### What is expected:
Rewrite the lines below as a numbered list, omitting any blank lines.
== Available data ==
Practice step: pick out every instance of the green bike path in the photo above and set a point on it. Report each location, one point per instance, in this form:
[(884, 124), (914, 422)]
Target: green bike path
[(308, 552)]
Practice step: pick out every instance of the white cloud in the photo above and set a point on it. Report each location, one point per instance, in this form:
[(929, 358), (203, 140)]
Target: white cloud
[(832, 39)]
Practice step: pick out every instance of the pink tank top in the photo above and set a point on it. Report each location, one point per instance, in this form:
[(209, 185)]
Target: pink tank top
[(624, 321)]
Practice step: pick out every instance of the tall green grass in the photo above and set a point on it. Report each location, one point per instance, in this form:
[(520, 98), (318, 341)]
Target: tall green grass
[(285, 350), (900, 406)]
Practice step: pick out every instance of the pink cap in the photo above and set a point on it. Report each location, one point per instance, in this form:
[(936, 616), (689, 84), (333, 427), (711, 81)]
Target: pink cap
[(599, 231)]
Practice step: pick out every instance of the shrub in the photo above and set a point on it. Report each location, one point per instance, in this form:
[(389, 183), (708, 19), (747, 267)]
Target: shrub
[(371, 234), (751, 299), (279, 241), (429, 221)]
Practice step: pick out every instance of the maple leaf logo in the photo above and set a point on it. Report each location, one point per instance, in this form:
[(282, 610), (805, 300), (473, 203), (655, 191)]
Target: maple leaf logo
===
### Exercise answer:
1. Practice step: pick out every instance of the green bike path in the photo above and set a point on it. Report each location, one point per instance, in this form:
2. [(884, 124), (914, 422)]
3. Target: green bike path
4. [(308, 552)]
5. Practice step: pick out every instance of the white cloud in the photo above and set a point on it. Report each location, one point per instance, in this form:
6. [(929, 358), (203, 140)]
7. Target: white cloud
8. [(832, 39)]
9. Practice step: pick out every instance of the pink tank top in the photo above and set a point on it. Report each location, one point per instance, in this form:
10. [(209, 185)]
11. Target: pink tank top
12. [(624, 321)]
13. Practice step: pick out every instance of the tall green grass in the photo above and set a point on it. Report each location, one point per instance, in this form:
14. [(520, 98), (318, 341)]
15. Target: tall green grass
16. [(285, 350), (900, 406)]
17. Practice step: pick out every instance of the pink cap in the photo above and set a point on it. Report each location, one point per instance, in this form:
18. [(936, 616), (689, 84), (333, 427), (711, 81)]
19. Target: pink cap
20. [(599, 231)]
21. Practice step: pick out every instance of the shrub in the photo above and set a point on it. Report each location, one point per instance, in this form:
22. [(389, 183), (708, 19), (747, 267)]
23. Target: shrub
24. [(371, 234), (751, 299), (279, 241), (429, 221)]
25. Practice step: pick out every instance of the maple leaf logo in the photo above and set a point on it. Report each location, one point per instance, in this form:
26. [(282, 610), (805, 300), (473, 203), (655, 191)]
27. Target: maple leaf logo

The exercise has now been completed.